Task objective: All that is needed is the run of lines from the top of the entries to the line with "Target: green hull", that line included, repeated exactly and free of pictures.

Records for the task:

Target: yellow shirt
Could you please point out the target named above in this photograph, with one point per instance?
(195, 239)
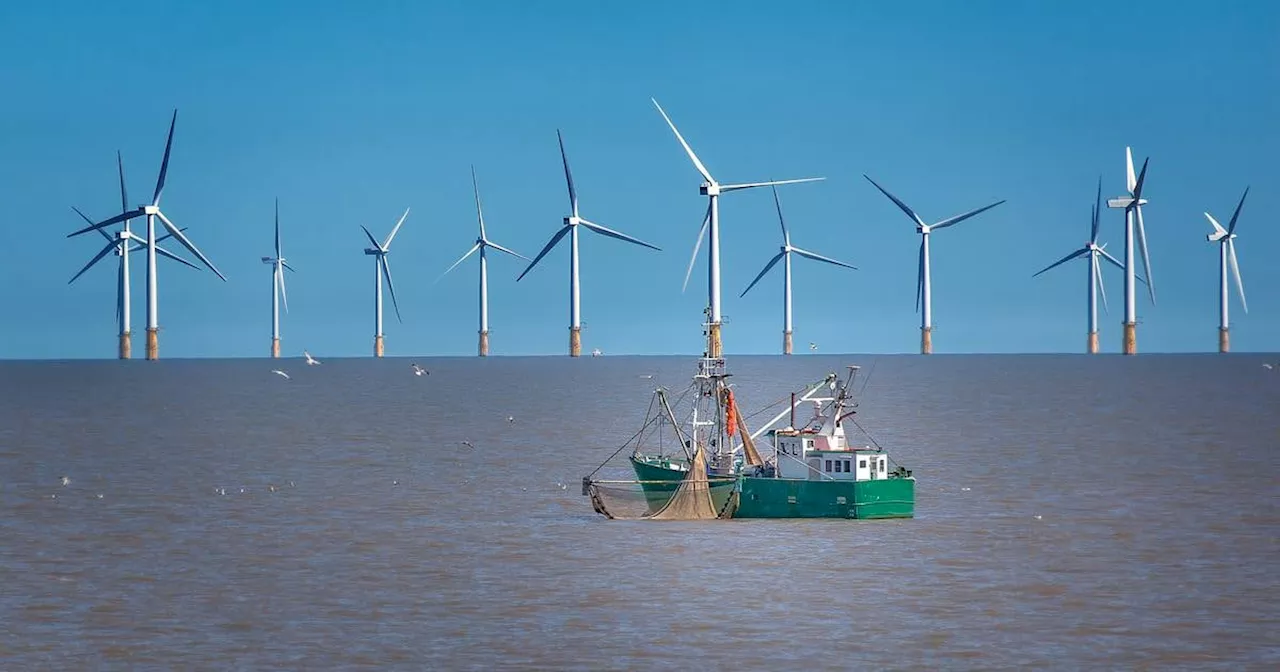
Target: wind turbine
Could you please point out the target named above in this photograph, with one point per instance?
(785, 256)
(923, 279)
(571, 224)
(123, 245)
(483, 242)
(1132, 205)
(151, 211)
(1095, 252)
(713, 190)
(380, 270)
(1226, 252)
(278, 265)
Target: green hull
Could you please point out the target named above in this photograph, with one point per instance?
(794, 498)
(659, 481)
(790, 498)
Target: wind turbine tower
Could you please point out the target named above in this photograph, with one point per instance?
(713, 190)
(152, 211)
(382, 270)
(1132, 205)
(1095, 280)
(483, 243)
(570, 228)
(1225, 240)
(785, 256)
(923, 279)
(278, 265)
(123, 245)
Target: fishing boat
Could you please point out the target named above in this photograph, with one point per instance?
(708, 465)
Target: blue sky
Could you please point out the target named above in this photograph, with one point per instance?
(351, 112)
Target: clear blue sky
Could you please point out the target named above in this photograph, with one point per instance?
(351, 112)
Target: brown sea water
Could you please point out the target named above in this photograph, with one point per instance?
(1079, 512)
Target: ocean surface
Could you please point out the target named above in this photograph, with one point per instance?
(1072, 512)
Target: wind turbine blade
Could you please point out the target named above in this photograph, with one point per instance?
(279, 275)
(547, 248)
(786, 237)
(1102, 287)
(388, 243)
(124, 195)
(160, 240)
(1142, 246)
(958, 219)
(606, 231)
(501, 248)
(90, 222)
(1142, 178)
(164, 252)
(1064, 260)
(1128, 164)
(819, 257)
(1112, 260)
(1216, 225)
(1097, 210)
(104, 223)
(106, 250)
(387, 273)
(190, 247)
(568, 177)
(475, 188)
(1235, 270)
(771, 183)
(900, 204)
(919, 278)
(164, 164)
(1230, 227)
(685, 145)
(693, 257)
(278, 229)
(460, 260)
(767, 266)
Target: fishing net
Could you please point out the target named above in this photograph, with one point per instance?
(695, 497)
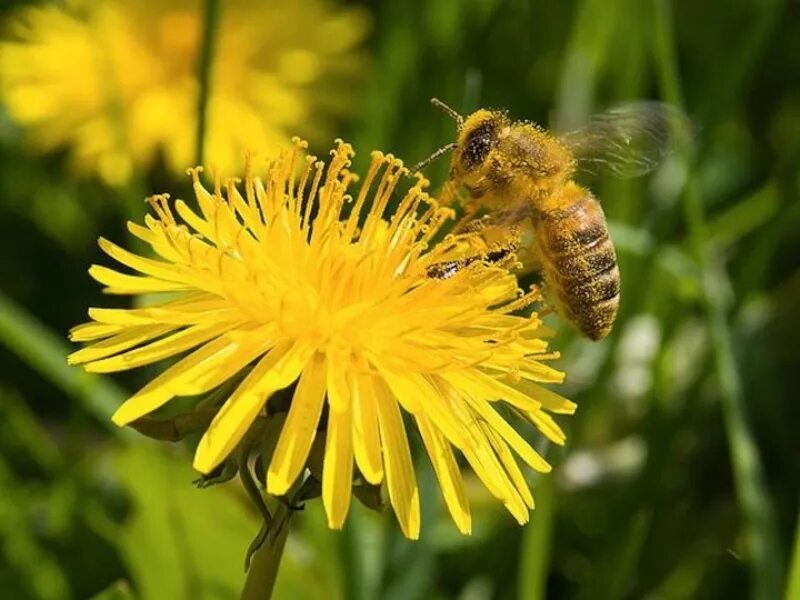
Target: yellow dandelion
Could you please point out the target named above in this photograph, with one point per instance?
(117, 80)
(278, 280)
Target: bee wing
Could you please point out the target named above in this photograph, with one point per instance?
(628, 140)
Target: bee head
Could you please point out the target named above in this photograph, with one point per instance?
(476, 138)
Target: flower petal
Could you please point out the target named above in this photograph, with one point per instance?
(279, 368)
(299, 429)
(337, 472)
(202, 370)
(366, 439)
(448, 473)
(400, 478)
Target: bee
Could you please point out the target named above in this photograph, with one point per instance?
(525, 177)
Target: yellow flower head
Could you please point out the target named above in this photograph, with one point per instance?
(117, 80)
(346, 308)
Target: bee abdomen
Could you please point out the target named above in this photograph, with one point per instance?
(581, 264)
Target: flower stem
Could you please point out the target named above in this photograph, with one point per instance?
(263, 570)
(204, 74)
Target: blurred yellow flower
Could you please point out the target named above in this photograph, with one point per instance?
(117, 80)
(346, 308)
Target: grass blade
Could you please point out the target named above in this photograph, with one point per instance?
(760, 528)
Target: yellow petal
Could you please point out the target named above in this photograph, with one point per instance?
(400, 478)
(550, 400)
(448, 473)
(510, 464)
(509, 434)
(366, 439)
(338, 388)
(278, 369)
(118, 343)
(171, 345)
(86, 332)
(299, 429)
(547, 425)
(337, 472)
(413, 390)
(201, 371)
(121, 283)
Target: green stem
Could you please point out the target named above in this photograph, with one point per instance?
(263, 570)
(761, 533)
(793, 585)
(204, 74)
(29, 339)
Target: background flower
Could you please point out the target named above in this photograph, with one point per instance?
(117, 80)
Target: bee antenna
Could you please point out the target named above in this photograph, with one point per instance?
(422, 164)
(456, 117)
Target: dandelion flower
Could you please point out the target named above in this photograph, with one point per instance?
(117, 80)
(279, 281)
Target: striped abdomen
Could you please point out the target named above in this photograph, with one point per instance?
(579, 262)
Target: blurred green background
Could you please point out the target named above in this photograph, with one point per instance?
(680, 474)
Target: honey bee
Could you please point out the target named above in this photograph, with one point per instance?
(525, 177)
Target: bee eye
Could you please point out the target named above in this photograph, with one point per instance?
(477, 145)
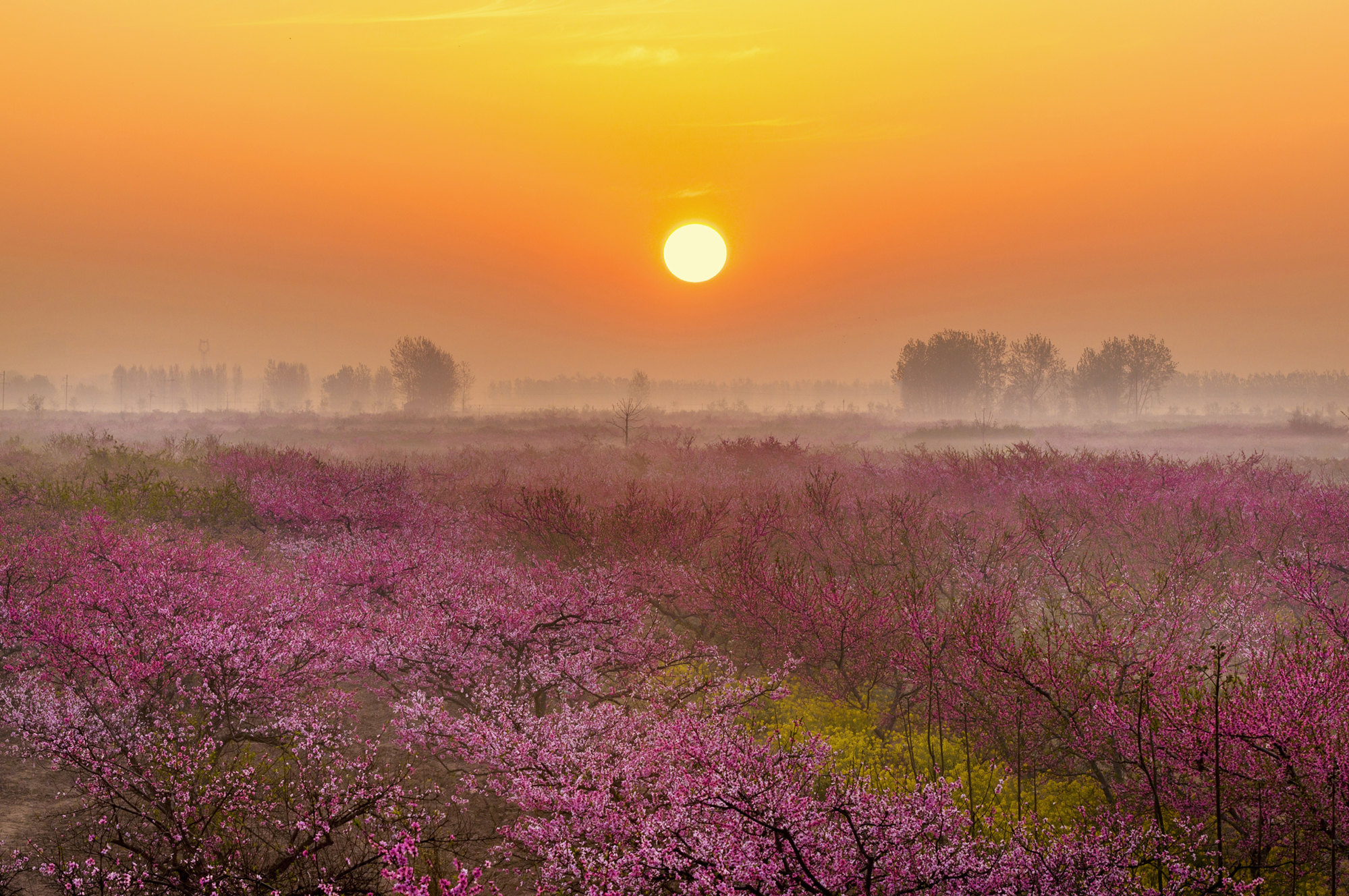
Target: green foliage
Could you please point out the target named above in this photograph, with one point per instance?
(73, 476)
(892, 760)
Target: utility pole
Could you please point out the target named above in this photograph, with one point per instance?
(204, 347)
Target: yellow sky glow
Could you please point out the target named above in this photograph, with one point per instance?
(312, 180)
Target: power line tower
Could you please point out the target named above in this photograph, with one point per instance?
(204, 347)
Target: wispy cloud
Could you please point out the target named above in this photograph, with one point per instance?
(691, 192)
(630, 56)
(491, 10)
(737, 56)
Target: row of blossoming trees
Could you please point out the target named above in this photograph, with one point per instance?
(744, 669)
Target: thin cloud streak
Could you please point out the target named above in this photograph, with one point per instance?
(494, 10)
(630, 56)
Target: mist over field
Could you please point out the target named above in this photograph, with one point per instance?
(673, 449)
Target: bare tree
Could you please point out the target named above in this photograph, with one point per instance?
(1035, 369)
(992, 357)
(949, 372)
(466, 383)
(632, 410)
(1123, 373)
(382, 389)
(1149, 368)
(287, 384)
(348, 389)
(424, 373)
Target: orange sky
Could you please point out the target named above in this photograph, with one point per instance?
(305, 180)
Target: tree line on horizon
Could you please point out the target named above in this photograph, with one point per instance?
(952, 374)
(957, 373)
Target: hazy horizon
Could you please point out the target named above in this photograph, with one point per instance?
(312, 180)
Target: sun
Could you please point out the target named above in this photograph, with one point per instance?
(695, 253)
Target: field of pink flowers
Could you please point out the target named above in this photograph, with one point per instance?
(740, 667)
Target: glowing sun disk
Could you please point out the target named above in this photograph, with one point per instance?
(695, 253)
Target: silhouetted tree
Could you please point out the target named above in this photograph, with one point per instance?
(629, 412)
(424, 373)
(466, 383)
(1099, 379)
(287, 384)
(1035, 369)
(1124, 373)
(949, 372)
(348, 389)
(1149, 368)
(382, 389)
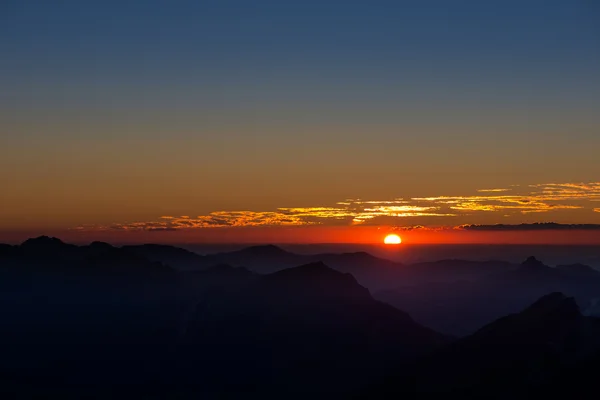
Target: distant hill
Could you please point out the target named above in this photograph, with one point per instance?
(510, 358)
(461, 306)
(300, 329)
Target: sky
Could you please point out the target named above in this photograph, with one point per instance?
(299, 121)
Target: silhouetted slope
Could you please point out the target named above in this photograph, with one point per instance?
(175, 257)
(508, 358)
(579, 270)
(308, 330)
(460, 307)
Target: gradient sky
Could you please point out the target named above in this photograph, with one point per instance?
(114, 114)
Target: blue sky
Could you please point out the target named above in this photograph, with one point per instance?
(191, 107)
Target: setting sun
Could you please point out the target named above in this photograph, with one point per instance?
(392, 239)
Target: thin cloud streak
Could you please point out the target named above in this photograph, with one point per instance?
(530, 227)
(529, 199)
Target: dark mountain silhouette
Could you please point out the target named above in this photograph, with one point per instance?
(307, 330)
(461, 306)
(79, 321)
(509, 358)
(578, 269)
(175, 257)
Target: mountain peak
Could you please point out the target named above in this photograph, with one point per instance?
(267, 249)
(553, 303)
(317, 277)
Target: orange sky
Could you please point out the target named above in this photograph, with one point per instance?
(356, 234)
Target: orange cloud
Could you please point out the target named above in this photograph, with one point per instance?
(530, 199)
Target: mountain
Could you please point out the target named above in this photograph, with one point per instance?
(579, 270)
(175, 257)
(303, 331)
(509, 358)
(261, 259)
(460, 307)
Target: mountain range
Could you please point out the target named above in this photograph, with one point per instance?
(157, 321)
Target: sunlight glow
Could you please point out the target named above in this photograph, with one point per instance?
(392, 239)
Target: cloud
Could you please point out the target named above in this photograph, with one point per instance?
(493, 190)
(529, 199)
(530, 227)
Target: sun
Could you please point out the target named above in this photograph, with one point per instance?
(392, 239)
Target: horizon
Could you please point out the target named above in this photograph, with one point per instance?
(303, 122)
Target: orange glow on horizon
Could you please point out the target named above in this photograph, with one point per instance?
(392, 239)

The completed task:
Target: yellow shirt
Could you please point out the target named above in this photograph, with one point per instance?
(195, 239)
Target: wind turbine
Could you please point out the target named above in this photograph, with one point per instance?
(785, 256)
(923, 279)
(571, 224)
(123, 245)
(483, 242)
(1132, 205)
(151, 211)
(1095, 252)
(713, 190)
(380, 270)
(1226, 252)
(278, 265)
Target: green hull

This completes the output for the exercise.